• What to produce
Every line below should come back exactly as written, though the pictures stay out.
Start of Material provided
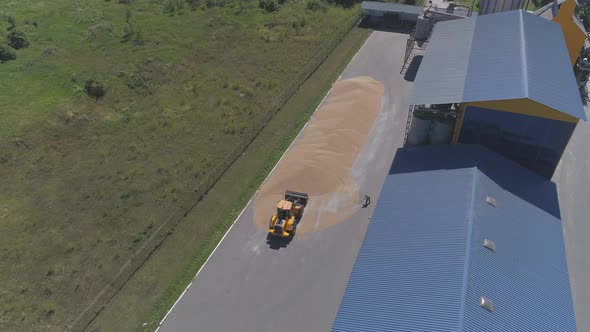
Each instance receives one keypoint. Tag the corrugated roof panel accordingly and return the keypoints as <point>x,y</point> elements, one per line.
<point>495,69</point>
<point>526,277</point>
<point>549,84</point>
<point>506,55</point>
<point>408,275</point>
<point>391,7</point>
<point>446,59</point>
<point>422,265</point>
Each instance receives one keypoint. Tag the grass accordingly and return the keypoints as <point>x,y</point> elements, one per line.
<point>163,278</point>
<point>87,182</point>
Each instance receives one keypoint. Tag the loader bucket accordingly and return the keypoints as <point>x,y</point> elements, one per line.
<point>296,197</point>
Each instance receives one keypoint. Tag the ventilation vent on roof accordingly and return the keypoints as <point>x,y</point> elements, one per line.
<point>490,200</point>
<point>486,303</point>
<point>489,244</point>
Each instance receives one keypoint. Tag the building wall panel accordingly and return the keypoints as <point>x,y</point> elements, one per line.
<point>535,143</point>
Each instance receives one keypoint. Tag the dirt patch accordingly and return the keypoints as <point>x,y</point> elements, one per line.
<point>320,162</point>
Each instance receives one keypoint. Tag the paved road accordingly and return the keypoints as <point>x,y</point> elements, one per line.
<point>249,286</point>
<point>573,183</point>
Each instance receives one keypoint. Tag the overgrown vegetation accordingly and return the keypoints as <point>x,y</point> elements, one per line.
<point>86,183</point>
<point>6,54</point>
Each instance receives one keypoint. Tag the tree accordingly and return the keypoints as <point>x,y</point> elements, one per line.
<point>94,88</point>
<point>6,54</point>
<point>17,39</point>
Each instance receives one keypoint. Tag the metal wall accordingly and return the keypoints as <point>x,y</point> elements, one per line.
<point>533,142</point>
<point>494,6</point>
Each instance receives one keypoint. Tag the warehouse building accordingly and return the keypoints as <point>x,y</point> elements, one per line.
<point>389,13</point>
<point>509,78</point>
<point>462,239</point>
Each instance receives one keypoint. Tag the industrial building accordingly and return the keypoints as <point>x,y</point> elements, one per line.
<point>506,81</point>
<point>462,239</point>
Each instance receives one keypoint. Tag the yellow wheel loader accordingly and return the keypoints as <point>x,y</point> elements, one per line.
<point>289,213</point>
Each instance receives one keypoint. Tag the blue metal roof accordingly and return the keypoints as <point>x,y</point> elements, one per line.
<point>391,7</point>
<point>499,56</point>
<point>423,267</point>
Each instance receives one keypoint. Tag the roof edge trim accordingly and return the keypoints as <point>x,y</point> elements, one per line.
<point>470,217</point>
<point>523,58</point>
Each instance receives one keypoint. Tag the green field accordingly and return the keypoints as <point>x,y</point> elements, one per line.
<point>89,185</point>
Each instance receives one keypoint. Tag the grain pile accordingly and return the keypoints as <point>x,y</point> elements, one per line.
<point>320,162</point>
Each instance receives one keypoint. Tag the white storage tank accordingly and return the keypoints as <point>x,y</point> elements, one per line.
<point>419,131</point>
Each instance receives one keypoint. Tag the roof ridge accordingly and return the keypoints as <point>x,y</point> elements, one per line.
<point>470,217</point>
<point>523,58</point>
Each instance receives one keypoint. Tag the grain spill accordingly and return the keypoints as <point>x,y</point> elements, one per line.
<point>320,161</point>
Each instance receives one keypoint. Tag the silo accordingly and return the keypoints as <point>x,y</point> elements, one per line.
<point>494,6</point>
<point>419,131</point>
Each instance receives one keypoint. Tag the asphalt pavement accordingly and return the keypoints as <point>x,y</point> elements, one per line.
<point>249,284</point>
<point>573,184</point>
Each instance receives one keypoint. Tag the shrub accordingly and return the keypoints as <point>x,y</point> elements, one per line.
<point>17,39</point>
<point>314,5</point>
<point>94,88</point>
<point>193,4</point>
<point>10,20</point>
<point>171,6</point>
<point>268,5</point>
<point>6,54</point>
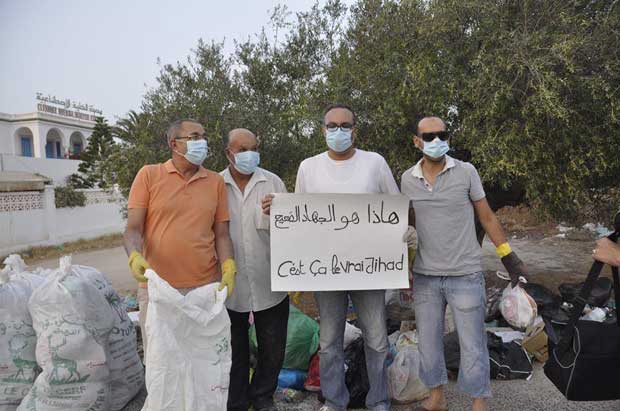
End of Material provided
• Answer section
Each instance receives one keypoint. Tag the corrugated roof panel accordingly and return the keypoints as <point>x,y</point> elements, one per line.
<point>495,69</point>
<point>526,277</point>
<point>549,84</point>
<point>506,55</point>
<point>408,275</point>
<point>391,7</point>
<point>446,59</point>
<point>422,265</point>
Each instance receives one keypoint. Tag the grass accordingly and return the keypoints as <point>x,y</point> elements, one per line.
<point>163,278</point>
<point>87,182</point>
Each instance receives one keypoint. Tag the loader bucket accordingly and return the keypoints as <point>x,y</point> elements, one per line.
<point>296,197</point>
Each instance receives one keypoint. Tag the ventilation vent on roof accordingly and return the keypoints as <point>x,y</point> elements, one per line.
<point>490,200</point>
<point>486,303</point>
<point>489,244</point>
Each instance receives one keypoint. Tag the building wall panel accordingly and return the keypoints as <point>x,y</point> elements, one per line.
<point>535,143</point>
Each instance receives one keypoint. Tag the dirt patch accordingly and return the keypoints as <point>x,y</point> elements, one per line.
<point>320,162</point>
Each instance receives one keypoint. Tag the paved road accordingly and return the keypoints as <point>x,y</point> elements, one per line.
<point>249,286</point>
<point>573,183</point>
Each instance receives one keypoint. Tag the overgrown vegetation accordingly and return the keypoints as <point>x,y</point> elements, one per line.
<point>86,183</point>
<point>6,54</point>
Each instance receives one keypoint. Tag the tree accordingly and return the keypoints as <point>x,y</point> elements, one per line.
<point>94,88</point>
<point>6,54</point>
<point>17,39</point>
Each instance receives one keypoint. Tag the metal wall accordingly and return the keypoints as <point>x,y</point> elements, one per line.
<point>533,142</point>
<point>494,6</point>
Each instance receives one keypoint. Tag the warehouse building accordingly and return the keypoints as <point>x,y</point> elements, one per line.
<point>389,13</point>
<point>509,78</point>
<point>462,239</point>
Each instance receives one keypoint. Tag the industrial building accordingly and return the keypoints as <point>x,y</point> elements, one per line.
<point>506,81</point>
<point>462,239</point>
Each instance receives one keypoint. Tag the yellow wheel loader accordingly and return the keypoints as <point>x,y</point> elements, one per line.
<point>289,213</point>
Each instance receives one keypoint. Tag the blue metal roof accordingly and return the keypoints as <point>x,y</point> elements, one per line.
<point>391,7</point>
<point>499,56</point>
<point>423,267</point>
Each instance receives one keypoint. Tag the roof edge trim accordingly and return the keypoints as <point>x,y</point> elements, one per line.
<point>470,217</point>
<point>523,58</point>
Each instance receives one keypoint. Tag the green field accordingly and return the keypoints as <point>x,y</point> elements, one per line.
<point>89,185</point>
Each instance receives one keypoint. Tag the grain pile accordingly and return the keypoints as <point>x,y</point> elements, one per line.
<point>320,162</point>
Each instance receives one keypoint. Tag the white storage tank accordingly and return the keypoints as <point>x,y</point> elements, one per line.
<point>419,131</point>
Each instance receives one keypoint. Tag the roof ridge accordingly and return the keypoints as <point>x,y</point> elements, one per line.
<point>470,217</point>
<point>523,58</point>
Each instance receives one keypoint. Tag the grain spill accordingly and return the keypoints as <point>x,y</point> elements, one per line.
<point>320,161</point>
Each instance receives one keypoint. Tag the silo accordingly and return the keypoints as <point>x,y</point> elements, one per line.
<point>494,6</point>
<point>419,131</point>
Each instance receives one keypoint. Tag the asphalt pavement accordingly and return the keypoints as <point>x,y</point> elements, one per line.
<point>249,284</point>
<point>573,184</point>
Each instance receives one keypoint. Tag the shrub accordingly and return the keypoints as <point>x,y</point> elements, one per line.
<point>17,39</point>
<point>314,5</point>
<point>94,88</point>
<point>193,4</point>
<point>10,20</point>
<point>171,6</point>
<point>268,5</point>
<point>6,54</point>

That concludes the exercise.